DESCRIPTION OF THE TASK:
Every line of the listing below should be written out exactly.

LISTED ENTRIES:

=== Section Start ===

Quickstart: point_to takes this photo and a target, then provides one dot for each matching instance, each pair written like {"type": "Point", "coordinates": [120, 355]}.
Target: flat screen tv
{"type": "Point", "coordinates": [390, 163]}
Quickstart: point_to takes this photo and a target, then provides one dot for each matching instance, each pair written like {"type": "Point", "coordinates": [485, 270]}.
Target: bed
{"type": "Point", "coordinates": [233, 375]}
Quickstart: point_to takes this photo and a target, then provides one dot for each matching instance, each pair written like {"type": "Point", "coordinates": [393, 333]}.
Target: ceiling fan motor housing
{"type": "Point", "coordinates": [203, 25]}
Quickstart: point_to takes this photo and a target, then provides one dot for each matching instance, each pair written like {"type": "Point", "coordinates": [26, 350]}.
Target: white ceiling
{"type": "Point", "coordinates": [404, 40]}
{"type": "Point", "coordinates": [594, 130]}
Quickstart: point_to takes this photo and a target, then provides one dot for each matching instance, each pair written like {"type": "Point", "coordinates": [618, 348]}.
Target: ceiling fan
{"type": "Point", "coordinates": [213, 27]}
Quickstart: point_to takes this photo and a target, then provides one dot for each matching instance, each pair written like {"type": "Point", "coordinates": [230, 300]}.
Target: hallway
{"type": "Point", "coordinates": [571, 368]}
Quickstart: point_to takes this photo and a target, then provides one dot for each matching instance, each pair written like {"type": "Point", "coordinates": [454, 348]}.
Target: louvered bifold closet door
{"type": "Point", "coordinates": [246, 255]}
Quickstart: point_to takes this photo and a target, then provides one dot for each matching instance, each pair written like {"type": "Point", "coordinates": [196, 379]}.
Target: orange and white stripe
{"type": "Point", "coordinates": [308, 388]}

=== Section End ===

RESPONSE AREA:
Quickstart: point_to takes this photo and a target, then provides one dot for each matching instance, each pair written like {"type": "Point", "coordinates": [120, 355]}.
Target: flat screen tv
{"type": "Point", "coordinates": [390, 163]}
Quickstart: point_to takes this photo and a target, then provides one dot for each matching instance, each pair written like {"type": "Point", "coordinates": [485, 270]}.
Target: bed
{"type": "Point", "coordinates": [233, 375]}
Quickstart: point_to takes this photo and a target, then provides one dot for each matching instance, each pair written like {"type": "Point", "coordinates": [393, 333]}.
Target: ceiling fan motor housing
{"type": "Point", "coordinates": [203, 25]}
Quickstart: point_to takes this photo and a target, then provides one dot for each matching instance, each pair written like {"type": "Point", "coordinates": [26, 350]}.
Target: white ceiling
{"type": "Point", "coordinates": [404, 40]}
{"type": "Point", "coordinates": [594, 130]}
Quickstart: point_to takes this photo and a target, then provides one dot for each matching instance, each pair written like {"type": "Point", "coordinates": [618, 348]}.
Target: ceiling fan
{"type": "Point", "coordinates": [213, 27]}
Quickstart: point_to takes this photo and a target, then provides one dot for each matching instance, each pair written like {"type": "Point", "coordinates": [230, 300]}.
Target: hallway
{"type": "Point", "coordinates": [571, 368]}
Quickstart: point_to takes this photo and a target, then provides one dot for each matching instance, each pair written like {"type": "Point", "coordinates": [454, 348]}.
Target: louvered bifold closet door
{"type": "Point", "coordinates": [246, 255]}
Quickstart: point_to takes this photo and a target, then provides one dot for each matching instance, each pair written like {"type": "Point", "coordinates": [196, 379]}.
Target: orange and white stripe
{"type": "Point", "coordinates": [308, 388]}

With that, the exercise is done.